Excerpted data:
Segment Open
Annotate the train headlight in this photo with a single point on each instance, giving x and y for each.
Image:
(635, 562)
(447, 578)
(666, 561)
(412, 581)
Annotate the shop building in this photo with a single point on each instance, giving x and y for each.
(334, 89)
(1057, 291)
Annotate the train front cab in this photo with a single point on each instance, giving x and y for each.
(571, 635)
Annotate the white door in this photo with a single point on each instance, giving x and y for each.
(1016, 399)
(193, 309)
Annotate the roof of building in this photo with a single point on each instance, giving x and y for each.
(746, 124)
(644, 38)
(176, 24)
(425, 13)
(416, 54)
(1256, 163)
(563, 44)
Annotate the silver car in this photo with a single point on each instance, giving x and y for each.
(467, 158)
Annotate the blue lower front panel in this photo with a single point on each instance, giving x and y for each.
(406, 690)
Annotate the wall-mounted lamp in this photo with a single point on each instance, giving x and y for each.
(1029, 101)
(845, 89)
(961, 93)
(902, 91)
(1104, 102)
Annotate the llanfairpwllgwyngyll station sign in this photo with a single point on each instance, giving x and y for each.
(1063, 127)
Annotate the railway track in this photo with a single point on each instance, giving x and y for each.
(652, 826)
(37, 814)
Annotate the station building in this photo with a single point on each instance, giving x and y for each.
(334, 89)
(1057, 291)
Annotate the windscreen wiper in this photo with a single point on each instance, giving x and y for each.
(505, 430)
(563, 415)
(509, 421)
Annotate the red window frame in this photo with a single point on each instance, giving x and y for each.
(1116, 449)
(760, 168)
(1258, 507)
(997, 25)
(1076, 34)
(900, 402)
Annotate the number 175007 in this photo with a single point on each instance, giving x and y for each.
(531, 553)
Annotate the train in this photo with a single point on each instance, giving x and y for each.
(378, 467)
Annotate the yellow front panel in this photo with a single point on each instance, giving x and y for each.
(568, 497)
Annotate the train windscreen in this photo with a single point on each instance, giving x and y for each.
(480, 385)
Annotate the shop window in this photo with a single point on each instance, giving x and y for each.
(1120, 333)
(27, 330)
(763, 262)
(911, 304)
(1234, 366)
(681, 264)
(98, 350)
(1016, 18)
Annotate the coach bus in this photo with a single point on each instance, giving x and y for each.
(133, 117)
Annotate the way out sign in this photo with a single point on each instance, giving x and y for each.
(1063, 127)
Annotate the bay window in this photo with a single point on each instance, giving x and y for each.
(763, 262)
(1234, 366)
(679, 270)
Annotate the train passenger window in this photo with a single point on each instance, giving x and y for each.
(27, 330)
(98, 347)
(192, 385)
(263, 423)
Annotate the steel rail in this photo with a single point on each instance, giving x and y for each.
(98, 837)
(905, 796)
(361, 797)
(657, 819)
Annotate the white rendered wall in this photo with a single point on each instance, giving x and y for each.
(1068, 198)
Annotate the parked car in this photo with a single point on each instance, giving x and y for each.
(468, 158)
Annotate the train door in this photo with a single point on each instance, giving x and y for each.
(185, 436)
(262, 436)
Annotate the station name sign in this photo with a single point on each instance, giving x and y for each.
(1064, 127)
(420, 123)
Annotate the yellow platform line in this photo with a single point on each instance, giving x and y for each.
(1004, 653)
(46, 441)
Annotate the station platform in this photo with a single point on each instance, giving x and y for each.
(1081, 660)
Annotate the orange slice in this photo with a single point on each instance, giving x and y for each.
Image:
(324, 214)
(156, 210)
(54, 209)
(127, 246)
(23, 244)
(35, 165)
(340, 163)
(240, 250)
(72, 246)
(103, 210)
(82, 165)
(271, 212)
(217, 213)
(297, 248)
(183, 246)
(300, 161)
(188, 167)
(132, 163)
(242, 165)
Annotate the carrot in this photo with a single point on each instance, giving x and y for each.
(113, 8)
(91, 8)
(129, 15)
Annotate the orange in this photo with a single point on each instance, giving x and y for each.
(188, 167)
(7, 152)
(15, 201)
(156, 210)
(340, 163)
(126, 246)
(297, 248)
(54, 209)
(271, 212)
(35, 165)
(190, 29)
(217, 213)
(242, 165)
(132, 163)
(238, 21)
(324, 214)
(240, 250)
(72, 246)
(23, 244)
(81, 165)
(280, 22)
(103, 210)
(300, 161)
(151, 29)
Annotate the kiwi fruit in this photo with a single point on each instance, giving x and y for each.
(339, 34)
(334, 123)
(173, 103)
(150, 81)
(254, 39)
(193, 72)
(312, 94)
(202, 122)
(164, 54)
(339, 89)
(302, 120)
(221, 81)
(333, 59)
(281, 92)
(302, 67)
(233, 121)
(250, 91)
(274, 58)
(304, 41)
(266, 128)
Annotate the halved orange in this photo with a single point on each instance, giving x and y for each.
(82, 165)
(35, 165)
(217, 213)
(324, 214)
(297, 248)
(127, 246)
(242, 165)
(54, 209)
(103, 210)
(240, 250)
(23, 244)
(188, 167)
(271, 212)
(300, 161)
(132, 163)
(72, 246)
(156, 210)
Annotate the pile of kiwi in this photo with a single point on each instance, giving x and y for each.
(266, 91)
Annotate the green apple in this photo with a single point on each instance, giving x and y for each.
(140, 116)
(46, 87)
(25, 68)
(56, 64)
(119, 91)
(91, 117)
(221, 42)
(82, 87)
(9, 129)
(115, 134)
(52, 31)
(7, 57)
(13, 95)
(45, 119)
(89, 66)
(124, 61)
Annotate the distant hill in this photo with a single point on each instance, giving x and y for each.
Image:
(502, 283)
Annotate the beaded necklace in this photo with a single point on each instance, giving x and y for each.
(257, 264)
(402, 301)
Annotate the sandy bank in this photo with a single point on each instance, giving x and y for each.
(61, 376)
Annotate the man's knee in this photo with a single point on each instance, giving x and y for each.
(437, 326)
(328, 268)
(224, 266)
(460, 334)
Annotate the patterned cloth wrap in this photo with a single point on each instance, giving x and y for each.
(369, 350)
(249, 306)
Segment Closed
Exercise instructions:
In full and without changes, give the data above once more.

Result below:
Annotate the train headlight in this photo with a single point on each instance, giving x and y for each.
Image:
(635, 562)
(447, 578)
(666, 561)
(412, 581)
Annotate the shop building in this photo with a single point on each instance, giving x and y for each.
(334, 89)
(1057, 291)
Annotate the train front cab in this photo with a single point on each instance, giving x and y for each.
(571, 635)
Annotate the white door in this photo with a single point on each instance, giving x and y for each.
(1016, 399)
(193, 309)
Annotate the roof of building in this photo with a single point on each instance, giving x and y for each.
(746, 124)
(644, 38)
(176, 24)
(425, 13)
(416, 54)
(1256, 163)
(563, 44)
Annotate the silver car in this photo with a single point on each instance, giving x and y for each.
(467, 158)
Annotate the blue lower front panel in this photo with a single point on each instance, giving x and y for each.
(406, 690)
Annotate the wall-mounted lamp in this photo with a single point on each instance, giving x and y for each.
(1029, 101)
(845, 89)
(961, 93)
(902, 91)
(1104, 102)
Annotate the llanfairpwllgwyngyll station sign in this photo with a single point on each instance, giving x and y for each.
(1063, 127)
Annotate the railway track in this photo with a single point on each instance, giving x and y for each.
(652, 826)
(37, 814)
Annotate the station building in this photo with a single point on each instance, giving x and y for each.
(334, 89)
(1057, 291)
Annotate the windscreen wiper in this photo with a single point on each instance, giving x and y for each.
(505, 430)
(563, 415)
(509, 421)
Annotate the red window frame in this photo with a single point on each instance, giving x and y for each.
(1116, 449)
(760, 168)
(1258, 507)
(997, 25)
(1076, 34)
(900, 402)
Annotate the number 175007 in this photo with a single point on each instance, giving x and y for each.
(531, 553)
Annotate the train in this photo with a single point on each instance, giving x and y for each.
(378, 467)
Annotate the yellow front panel in this photo with a single point on each instance, giving x and y for each.
(568, 497)
Annotate the train windscreen in this photo with a single point on each instance, giving x and y for each.
(480, 385)
Annotate the shop window in this photo with a single point on each instance, giving x and y for each.
(1120, 333)
(27, 330)
(763, 262)
(911, 304)
(1234, 366)
(681, 264)
(98, 350)
(1016, 18)
Annotate the coach bus in this photo with a single point on each instance, giving x and y for each.
(133, 117)
Annotate the way out sign in this photo with a single point on each instance, giving x and y for each.
(1063, 127)
Annotate the bay window in this photo with a single point on each instance, giving x and y for each.
(763, 262)
(1234, 366)
(679, 270)
Annotate the train passenger window in this photo with a single point on each instance, giving x and y for each.
(27, 330)
(98, 347)
(192, 385)
(263, 423)
Annotate the steel rail in this photo with a single point on each instance, giving x and y for each.
(98, 837)
(905, 796)
(361, 797)
(657, 819)
Annotate the white rendered wall in this photo with a single point on each instance, giving x and y for each.
(1068, 198)
Annotate the parked car in this photo with a single point on each instance, giving x and y for each.
(468, 158)
Annotate the train door in this photo with a single point on each instance, giving x and y for each.
(185, 436)
(262, 436)
Annotate the station name sign in this photo with a single point on each instance, giving x and y for each.
(1064, 127)
(420, 123)
Annotate the yellow platform line in this photo with a single point on each instance, giving x and y for each.
(1004, 653)
(46, 441)
Annotate the station platform in this photo with a single point on each instance, giving x and y for each.
(1081, 660)
Annotate the orange slice in this photo with a single point on each instance, giving x and y for each.
Image:
(324, 214)
(156, 210)
(54, 209)
(127, 246)
(23, 244)
(35, 165)
(340, 163)
(240, 250)
(72, 246)
(103, 210)
(82, 165)
(271, 212)
(217, 213)
(297, 248)
(183, 246)
(300, 161)
(188, 167)
(132, 163)
(242, 165)
Annotate the carrot in this photo with a single point on each instance, giving x and y for each.
(113, 8)
(91, 8)
(129, 15)
Annotate the orange in this photo with a single point on each instance, giving x and y for each.
(188, 167)
(7, 152)
(15, 201)
(156, 210)
(340, 163)
(126, 246)
(297, 248)
(54, 209)
(271, 212)
(35, 165)
(190, 29)
(217, 213)
(242, 165)
(132, 163)
(238, 21)
(324, 214)
(240, 250)
(72, 246)
(23, 244)
(81, 165)
(280, 22)
(103, 210)
(300, 161)
(151, 29)
Annotate the kiwi fruit in this photo with a single point on each instance, giving x and y for each.
(339, 34)
(334, 123)
(173, 103)
(150, 81)
(254, 39)
(193, 72)
(312, 94)
(202, 122)
(164, 54)
(339, 89)
(302, 120)
(221, 81)
(333, 59)
(281, 92)
(302, 67)
(233, 121)
(250, 91)
(274, 58)
(304, 41)
(266, 128)
Annotate the halved orange in this photo with a single point on each instance, giving x and y for each.
(82, 165)
(35, 165)
(217, 213)
(324, 214)
(297, 248)
(127, 246)
(242, 165)
(54, 209)
(103, 210)
(240, 250)
(23, 244)
(188, 167)
(271, 212)
(300, 161)
(132, 163)
(72, 246)
(156, 210)
Annotate the pile of kiwi in this photo with a single point on each instance, giving x and y for each.
(266, 91)
Annotate the green apple in this photo with a single point on each instance, giving x and y for each.
(140, 116)
(46, 87)
(25, 68)
(56, 64)
(119, 91)
(91, 117)
(221, 42)
(82, 87)
(9, 129)
(115, 134)
(52, 31)
(7, 57)
(13, 95)
(45, 119)
(89, 66)
(124, 61)
Annotate the distant hill in this photo with a single point on each instance, giving x and y for each.
Image:
(502, 283)
Annotate the beaded necklace in this photo with a single point on each instance, giving x and y for each.
(257, 264)
(402, 301)
Annotate the sandy bank in this photo with a single point on each instance, giving x and y for each.
(61, 376)
Annotate the man's knee in this photo with a single point on each instance, giving x and y for each.
(437, 326)
(328, 268)
(224, 266)
(460, 334)
Annotate the patterned cloth wrap in this photo with a single point on each instance, giving x and y for each.
(369, 350)
(249, 306)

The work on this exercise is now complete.